Zion National Park is one of the most spectacular national parks in Utah. However, it is far from a dog-friendly national park, with many restrictions applying for dogs. Find out what you can do when visiting Zion National Park with a dog and my tips for a great visit.
Are Dogs Allowed at Zion National Park?
Yes, pet dogs are allowed to join you in Zion National Park. However, there is a long list of restrictions that apply at Zion National Park for pets.
For starters, pets are not allowed on any of the trails other than the Pa’rus Trail, in wilderness areas, on the shuttle buses, or in public buildings. This greatly restricts what you can do at Zion National Park with a dog. (Note that the same restrictions do not apply to ADA service animals.)
Additionally, keep in mind the standard rules for pets that apply when visiting all national parks in the US. Make sure you clean up after your pet and keep them on a leash no longer than six feet long. Pets should also not be left unattended in vehicles.

(Spatial localization data)
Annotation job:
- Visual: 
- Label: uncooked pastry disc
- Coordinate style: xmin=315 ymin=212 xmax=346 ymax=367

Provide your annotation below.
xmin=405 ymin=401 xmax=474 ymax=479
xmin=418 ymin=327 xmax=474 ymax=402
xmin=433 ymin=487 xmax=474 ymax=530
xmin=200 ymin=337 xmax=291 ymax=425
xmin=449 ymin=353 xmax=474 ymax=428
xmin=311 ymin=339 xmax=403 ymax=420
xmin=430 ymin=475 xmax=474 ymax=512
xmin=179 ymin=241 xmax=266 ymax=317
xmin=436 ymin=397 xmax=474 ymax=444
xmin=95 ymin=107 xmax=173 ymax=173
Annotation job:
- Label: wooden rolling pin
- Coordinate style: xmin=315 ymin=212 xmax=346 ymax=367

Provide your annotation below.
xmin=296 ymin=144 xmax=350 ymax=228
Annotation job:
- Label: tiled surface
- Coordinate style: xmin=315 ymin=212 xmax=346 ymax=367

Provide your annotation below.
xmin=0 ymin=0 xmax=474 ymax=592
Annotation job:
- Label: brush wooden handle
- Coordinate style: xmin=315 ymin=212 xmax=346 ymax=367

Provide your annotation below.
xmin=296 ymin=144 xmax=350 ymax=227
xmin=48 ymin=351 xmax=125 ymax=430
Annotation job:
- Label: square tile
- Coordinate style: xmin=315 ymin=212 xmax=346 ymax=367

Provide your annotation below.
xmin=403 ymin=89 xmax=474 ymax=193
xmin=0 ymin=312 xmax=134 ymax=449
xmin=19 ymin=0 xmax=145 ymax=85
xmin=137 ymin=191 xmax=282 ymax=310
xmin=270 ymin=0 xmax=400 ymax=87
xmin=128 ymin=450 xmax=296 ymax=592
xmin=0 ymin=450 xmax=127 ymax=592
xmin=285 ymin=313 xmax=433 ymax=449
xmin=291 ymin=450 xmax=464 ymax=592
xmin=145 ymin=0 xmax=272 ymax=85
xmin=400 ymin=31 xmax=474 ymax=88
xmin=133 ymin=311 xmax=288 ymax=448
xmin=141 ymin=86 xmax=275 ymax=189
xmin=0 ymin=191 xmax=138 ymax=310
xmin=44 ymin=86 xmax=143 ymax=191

[PROBLEMS TO WORK ON]
1. Answer each question using the passage on dogs in Zion.
(a) Which trail are pets permitted on?
(b) What is the maximum leash length allowed?
(c) Which animals are not subject to the same restrictions?
2. Quote the passage on dogs in Zion, starting at "Yes, pet dogs" and ending at "unattended in vehicles.".
3. State whether each statement agrees with the passage on dogs in Zion, answering yes or no and quoting the words that decide it.
(a) Pets may ride the shuttle buses.
(b) Pets should not be left unattended in vehicles.
(c) Zion is described as a dog-friendly national park.
The entries come from a separate source.

[SOLUTIONS BY TASK]
1.
(a) The Pa’rus Trail.
(b) Six feet.
(c) ADA service animals.

2.
Yes, pet dogs are allowed to join you in Zion National Park. However, there is a long list of restrictions that apply at Zion National Park for pets.
For starters, pets are not allowed on any of the trails other than the Pa’rus Trail, in wilderness areas, on the shuttle buses, or in public buildings. This greatly restricts what you can do at Zion National Park with a dog. (Note that the same restrictions do not apply to ADA service animals.)
Additionally, keep in mind the standard rules for pets that apply when visiting all national parks in the US. Make sure you clean up after your pet and keep them on a leash no longer than six feet long. Pets should also not be left unattended in vehicles.

3.
(a) No: "pets are not allowed on any of the trails other than the Pa’rus Trail, in wilderness areas, on the shuttle buses, or in public buildings"
(b) Yes: "Pets should also not be left unattended in vehicles."
(c) No: "it is far from a dog-friendly national park"